Present the lines below as a numbered list, leaving out any blank lines.

>> begin Dataset extract

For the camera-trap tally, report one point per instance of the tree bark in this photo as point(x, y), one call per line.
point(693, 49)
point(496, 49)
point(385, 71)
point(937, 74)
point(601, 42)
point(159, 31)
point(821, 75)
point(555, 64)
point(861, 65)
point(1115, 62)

>> end Dataset extract

• _Task result_:
1. For the camera-trap tally, report one point per instance of the tree bark in this photo as point(x, y), one call per line.
2. point(693, 49)
3. point(496, 49)
4. point(385, 71)
5. point(937, 74)
6. point(601, 42)
7. point(159, 31)
8. point(821, 75)
9. point(555, 64)
10. point(861, 65)
11. point(1115, 62)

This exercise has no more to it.